▸ Extracted text
--- Begin ---
Let the most recently enacted DPC be d. Two cases arise as follows:

1. 1.

   d is unary. Its enactment may result in either a product part ‘p’ or a ‘don’t care’ being produced. Localization says that the next DPC may be either another unary DPC operating on p or ‘don’t care’, or an n-ary method block having p as one of its arguments.

2. 2.

   If d is n-ary then the next DPC may have any one or more arguments of d as its arguments, in addition to ‘don’t care’.

Case (1) continues to maintain focus on the products of d whereas case (2) provides the possibility of a gradual movement away from earlier products.

Consider operational guidance in a small part of a development process as follows. An entity, employee, is created by a unary DPC, ([don’t care], <entity, create>). The operational guidance mechanism computes the choice sets for, among other product parts, ‘don’t care’ and ‘employee’. The application engineer chooses to focus on employee, looks at the employee specific choice set and decides to define an attribute for employee. A binary DPC is used to define ‘name’ as an attribute of ‘employee’, ([name, employee], <entity, attribute, couple>). The choice set is computed for all part parts including for name and employee. By (2) above, it is possible to choose either employee or name as the next product part to be developed. Focusing on name causes a shift away from employee. Notice how attentions shift from ‘don’t care’ initially, to ‘employee and then to ‘name’.

Of course, it is possible that an altogether different product part becomes interesting suddenly, calling for a clean break from the localization pattern. For example, after making ‘name’ to be an attribute of ‘employee’, the application engineer may want to create a new entity type ‘department’. This is supported by the operational guidance mechanism by the computation of the choice set specific to ‘don’t care’.
--- End ---
▸ Entries supplied
--- Begin ---
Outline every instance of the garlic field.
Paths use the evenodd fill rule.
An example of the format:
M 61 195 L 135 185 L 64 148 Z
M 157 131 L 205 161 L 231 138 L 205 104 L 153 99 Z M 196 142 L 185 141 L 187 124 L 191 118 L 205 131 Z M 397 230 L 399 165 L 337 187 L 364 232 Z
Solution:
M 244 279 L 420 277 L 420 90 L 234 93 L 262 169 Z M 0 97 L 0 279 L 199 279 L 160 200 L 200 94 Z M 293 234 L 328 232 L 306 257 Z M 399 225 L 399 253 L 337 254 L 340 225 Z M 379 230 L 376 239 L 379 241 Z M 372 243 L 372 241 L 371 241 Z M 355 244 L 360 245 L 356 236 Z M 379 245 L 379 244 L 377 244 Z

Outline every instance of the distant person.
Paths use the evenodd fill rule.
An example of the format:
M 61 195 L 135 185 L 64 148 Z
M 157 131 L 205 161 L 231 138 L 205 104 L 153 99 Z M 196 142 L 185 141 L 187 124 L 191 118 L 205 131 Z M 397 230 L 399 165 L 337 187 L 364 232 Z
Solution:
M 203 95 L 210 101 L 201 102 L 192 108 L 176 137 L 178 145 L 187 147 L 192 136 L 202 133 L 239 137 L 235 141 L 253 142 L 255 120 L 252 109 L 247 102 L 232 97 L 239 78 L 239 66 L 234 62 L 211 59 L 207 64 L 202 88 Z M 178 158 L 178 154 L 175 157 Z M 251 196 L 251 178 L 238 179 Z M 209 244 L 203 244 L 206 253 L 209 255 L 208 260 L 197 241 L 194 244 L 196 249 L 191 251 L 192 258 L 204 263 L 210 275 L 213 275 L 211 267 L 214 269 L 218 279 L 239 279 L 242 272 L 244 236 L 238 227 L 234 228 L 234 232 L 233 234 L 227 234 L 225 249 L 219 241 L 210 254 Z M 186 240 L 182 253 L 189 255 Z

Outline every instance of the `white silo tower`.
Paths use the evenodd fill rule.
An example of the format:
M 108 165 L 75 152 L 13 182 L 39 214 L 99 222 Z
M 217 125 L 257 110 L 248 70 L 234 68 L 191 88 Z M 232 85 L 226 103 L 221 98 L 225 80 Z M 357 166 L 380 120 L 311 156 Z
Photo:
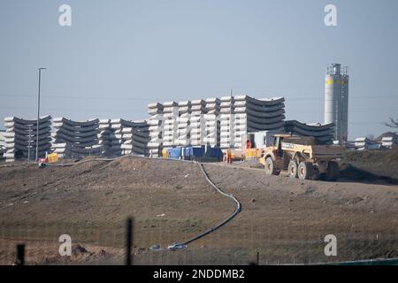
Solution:
M 344 142 L 348 138 L 348 75 L 347 67 L 333 64 L 326 68 L 325 84 L 325 123 L 334 123 L 334 140 Z

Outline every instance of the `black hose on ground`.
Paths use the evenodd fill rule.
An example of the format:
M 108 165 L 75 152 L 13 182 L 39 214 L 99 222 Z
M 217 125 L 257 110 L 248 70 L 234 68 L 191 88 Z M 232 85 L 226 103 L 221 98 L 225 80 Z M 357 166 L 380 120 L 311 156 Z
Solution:
M 194 241 L 199 240 L 202 237 L 204 237 L 205 235 L 216 231 L 217 229 L 220 228 L 221 226 L 223 226 L 224 225 L 226 225 L 226 223 L 228 223 L 229 221 L 231 221 L 236 215 L 239 214 L 239 212 L 241 212 L 241 203 L 239 203 L 239 201 L 232 195 L 228 195 L 226 193 L 224 193 L 222 190 L 219 189 L 218 187 L 217 187 L 212 181 L 211 180 L 210 180 L 209 176 L 207 175 L 206 171 L 203 168 L 203 165 L 202 164 L 200 164 L 199 162 L 195 161 L 195 163 L 196 163 L 199 166 L 199 168 L 202 171 L 202 173 L 203 174 L 204 178 L 206 179 L 206 180 L 211 185 L 211 187 L 213 187 L 217 192 L 218 192 L 219 194 L 232 198 L 235 203 L 236 203 L 236 209 L 228 217 L 226 218 L 224 221 L 222 221 L 221 223 L 219 223 L 218 225 L 215 226 L 214 227 L 211 227 L 206 231 L 204 231 L 203 233 L 201 233 L 200 234 L 198 234 L 197 236 L 183 242 L 183 245 L 188 245 L 188 243 L 193 242 Z

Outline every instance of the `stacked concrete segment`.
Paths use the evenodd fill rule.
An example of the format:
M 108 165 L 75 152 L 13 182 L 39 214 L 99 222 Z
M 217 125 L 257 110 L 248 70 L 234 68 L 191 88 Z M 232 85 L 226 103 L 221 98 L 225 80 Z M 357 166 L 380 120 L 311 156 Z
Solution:
M 165 102 L 164 106 L 165 126 L 163 128 L 163 147 L 170 148 L 178 143 L 179 104 L 176 102 Z
M 121 129 L 122 153 L 148 156 L 149 131 L 148 122 L 132 121 L 129 126 Z
M 249 96 L 221 97 L 220 144 L 240 149 L 248 133 L 283 131 L 285 99 L 256 99 Z
M 111 157 L 112 141 L 116 140 L 116 136 L 115 130 L 111 128 L 111 119 L 99 119 L 97 138 L 101 146 L 101 155 Z
M 51 133 L 51 149 L 59 157 L 97 156 L 102 152 L 97 136 L 99 120 L 73 121 L 63 117 L 55 118 Z
M 0 161 L 4 161 L 5 159 L 4 154 L 7 151 L 5 148 L 4 134 L 5 132 L 0 131 Z
M 218 98 L 206 99 L 206 114 L 204 119 L 203 142 L 211 147 L 218 147 L 220 143 L 220 121 L 218 119 L 221 101 Z
M 103 155 L 109 157 L 137 154 L 147 155 L 148 123 L 123 119 L 100 120 L 99 143 Z
M 318 144 L 332 144 L 334 124 L 305 124 L 297 120 L 285 121 L 285 132 L 300 136 L 312 136 Z
M 51 148 L 51 117 L 45 116 L 39 119 L 39 130 L 37 120 L 23 119 L 16 117 L 4 119 L 4 143 L 6 152 L 4 154 L 6 162 L 16 159 L 27 160 L 30 151 L 30 159 L 34 160 L 36 141 L 38 142 L 38 157 L 45 157 Z M 29 150 L 30 145 L 30 150 Z
M 230 149 L 233 147 L 234 134 L 234 107 L 233 96 L 223 96 L 220 98 L 220 147 Z
M 205 121 L 203 115 L 206 113 L 206 102 L 203 99 L 191 101 L 190 118 L 190 140 L 192 146 L 201 146 L 204 144 Z
M 148 125 L 149 142 L 148 149 L 151 157 L 160 157 L 163 147 L 163 128 L 165 126 L 164 106 L 162 103 L 149 103 L 148 113 L 150 115 Z
M 190 101 L 183 101 L 179 103 L 179 118 L 178 118 L 178 140 L 176 144 L 178 146 L 188 146 L 191 143 L 191 128 L 190 119 L 192 114 Z

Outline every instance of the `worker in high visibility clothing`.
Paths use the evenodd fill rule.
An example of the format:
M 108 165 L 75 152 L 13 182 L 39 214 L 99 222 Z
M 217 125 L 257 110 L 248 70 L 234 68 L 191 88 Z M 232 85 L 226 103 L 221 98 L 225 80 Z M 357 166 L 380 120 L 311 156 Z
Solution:
M 226 149 L 226 163 L 232 164 L 232 152 L 231 149 Z

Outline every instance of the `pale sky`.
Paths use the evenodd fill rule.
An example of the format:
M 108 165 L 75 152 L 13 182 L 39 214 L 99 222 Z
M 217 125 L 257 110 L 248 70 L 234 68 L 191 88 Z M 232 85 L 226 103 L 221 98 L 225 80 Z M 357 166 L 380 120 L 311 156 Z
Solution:
M 58 7 L 72 7 L 61 27 Z M 337 27 L 324 23 L 337 7 Z M 283 96 L 287 119 L 324 122 L 325 70 L 350 72 L 349 138 L 398 118 L 396 0 L 0 2 L 0 119 L 149 118 L 147 104 Z M 3 122 L 0 128 L 4 128 Z

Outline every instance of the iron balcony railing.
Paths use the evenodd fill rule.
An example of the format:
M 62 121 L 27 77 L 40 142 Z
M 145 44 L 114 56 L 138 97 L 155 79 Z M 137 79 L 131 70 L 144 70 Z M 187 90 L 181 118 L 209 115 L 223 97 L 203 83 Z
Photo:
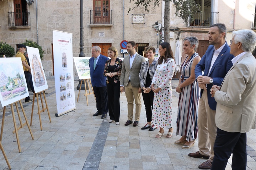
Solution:
M 91 10 L 90 23 L 94 24 L 112 24 L 112 10 Z
M 30 26 L 30 13 L 28 12 L 8 12 L 8 26 Z
M 209 27 L 219 23 L 219 13 L 218 12 L 197 12 L 194 15 L 194 21 L 190 23 L 190 27 Z

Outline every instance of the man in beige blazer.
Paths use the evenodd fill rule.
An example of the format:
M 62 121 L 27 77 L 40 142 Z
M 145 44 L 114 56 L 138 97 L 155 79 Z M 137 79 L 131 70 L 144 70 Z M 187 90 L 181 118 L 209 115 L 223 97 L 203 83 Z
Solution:
M 256 45 L 256 33 L 242 30 L 232 35 L 233 66 L 220 87 L 214 85 L 211 89 L 217 102 L 218 128 L 212 170 L 225 170 L 233 153 L 232 169 L 245 170 L 246 132 L 256 128 L 256 60 L 251 52 Z
M 128 102 L 128 120 L 124 125 L 128 126 L 132 123 L 134 98 L 135 109 L 135 120 L 133 125 L 137 126 L 139 123 L 141 110 L 140 93 L 142 90 L 139 75 L 142 63 L 145 60 L 145 58 L 136 52 L 137 45 L 134 41 L 131 41 L 127 42 L 127 47 L 129 55 L 125 57 L 123 61 L 120 78 L 120 91 L 124 92 L 125 89 L 126 96 Z

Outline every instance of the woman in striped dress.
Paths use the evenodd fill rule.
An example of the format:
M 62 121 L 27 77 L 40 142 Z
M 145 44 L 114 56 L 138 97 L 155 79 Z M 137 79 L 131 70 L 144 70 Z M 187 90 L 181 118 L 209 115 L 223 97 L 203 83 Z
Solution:
M 175 144 L 184 145 L 182 149 L 194 146 L 197 135 L 197 112 L 199 89 L 196 81 L 194 68 L 201 60 L 195 52 L 198 40 L 194 36 L 187 37 L 184 40 L 183 49 L 187 55 L 181 65 L 181 75 L 176 91 L 180 93 L 178 106 L 176 135 L 182 136 Z

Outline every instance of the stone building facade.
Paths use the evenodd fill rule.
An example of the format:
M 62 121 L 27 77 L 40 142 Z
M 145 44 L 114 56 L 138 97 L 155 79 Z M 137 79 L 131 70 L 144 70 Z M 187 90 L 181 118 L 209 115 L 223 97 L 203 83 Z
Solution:
M 181 19 L 175 16 L 175 8 L 171 3 L 171 20 L 168 24 L 171 27 L 172 36 L 170 36 L 170 40 L 174 53 L 178 38 L 182 45 L 181 52 L 181 40 L 187 36 L 197 36 L 202 43 L 207 43 L 209 26 L 217 21 L 213 19 L 214 14 L 218 13 L 218 22 L 225 23 L 227 26 L 228 42 L 231 39 L 231 32 L 233 30 L 251 29 L 255 27 L 252 25 L 256 0 L 195 0 L 201 4 L 203 13 L 208 15 L 198 16 L 197 20 L 192 21 L 187 26 Z M 91 56 L 91 47 L 95 45 L 101 46 L 102 51 L 105 52 L 103 54 L 105 55 L 107 55 L 106 52 L 108 46 L 114 46 L 119 50 L 120 43 L 123 40 L 133 40 L 138 43 L 137 50 L 140 53 L 147 45 L 158 47 L 158 41 L 161 40 L 163 35 L 160 35 L 160 32 L 155 30 L 154 26 L 157 22 L 164 26 L 164 2 L 161 2 L 159 6 L 155 7 L 153 3 L 150 4 L 149 13 L 145 11 L 143 6 L 140 6 L 128 13 L 129 8 L 135 6 L 132 1 L 131 3 L 129 1 L 84 1 L 84 51 L 86 57 Z M 26 39 L 36 42 L 38 41 L 38 43 L 45 52 L 42 63 L 46 75 L 50 76 L 54 75 L 54 69 L 53 30 L 72 33 L 73 56 L 79 55 L 80 1 L 34 1 L 28 5 L 25 0 L 0 0 L 0 41 L 6 42 L 15 49 L 17 45 L 25 42 Z M 204 3 L 203 5 L 202 1 Z M 19 19 L 18 16 L 15 15 L 17 11 L 22 13 Z M 132 23 L 136 21 L 133 18 L 135 15 L 144 16 L 144 24 Z M 201 48 L 203 50 L 200 53 L 203 53 L 207 47 L 206 45 Z M 183 56 L 184 60 L 185 56 Z M 119 54 L 119 56 L 123 56 Z M 74 67 L 74 75 L 76 76 Z

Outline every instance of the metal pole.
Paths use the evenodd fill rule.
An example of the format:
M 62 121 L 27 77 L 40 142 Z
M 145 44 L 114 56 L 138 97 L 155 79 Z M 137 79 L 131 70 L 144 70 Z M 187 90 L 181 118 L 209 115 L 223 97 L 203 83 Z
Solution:
M 123 40 L 124 40 L 124 0 L 123 0 Z M 124 58 L 124 54 L 123 54 L 123 58 Z
M 36 20 L 37 20 L 37 45 L 39 45 L 39 40 L 38 39 L 38 18 L 37 16 L 37 0 L 36 0 Z
M 80 0 L 80 53 L 79 57 L 84 57 L 85 54 L 84 53 L 84 16 L 83 16 L 83 0 Z M 76 87 L 76 90 L 79 90 L 80 88 L 81 80 L 80 79 L 79 80 L 78 85 Z M 85 90 L 85 88 L 84 84 L 82 83 L 81 90 Z

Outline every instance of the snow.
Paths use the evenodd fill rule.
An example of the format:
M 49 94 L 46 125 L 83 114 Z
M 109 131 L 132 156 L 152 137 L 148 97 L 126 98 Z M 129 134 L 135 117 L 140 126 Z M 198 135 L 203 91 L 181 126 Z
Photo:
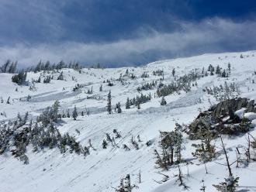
--- End ---
▸ Task set
A: Set down the passage on operational guidance word for word, between "Of course, it" and "specific to ‘don’t care’.", inclusive.
B: In the passage on operational guidance, the paragraphs beginning "Consider operational guidance" and "Of course" give a worked example. List every term that this example names as an entity or an attribute, and say which of the two each one is.
C: Answer these questions from the passage on operational guidance:
(i) What can the enactment of a unary DPC produce?
(ii) What kind of DPC is used to define 'name' as an attribute of 'employee'?
(iii) Which choice set lets the operational guidance mechanism support creating the new entity type 'department'?

▸ The answers
A:
Of course, it is possible that an altogether different product part becomes interesting suddenly, calling for a clean break from the localization pattern. For example, after making ‘name’ to be an attribute of ‘employee’, the application engineer may want to create a new entity type ‘department’. This is supported by the operational guidance mechanism by the computation of the choice set specific to ‘don’t care’.

B:
employee (entity)
name (attribute of employee)
department (entity type)

C:
(i) Either a product part 'p' or a 'don't care'.
(ii) A binary DPC.
(iii) The choice set specific to 'don't care'.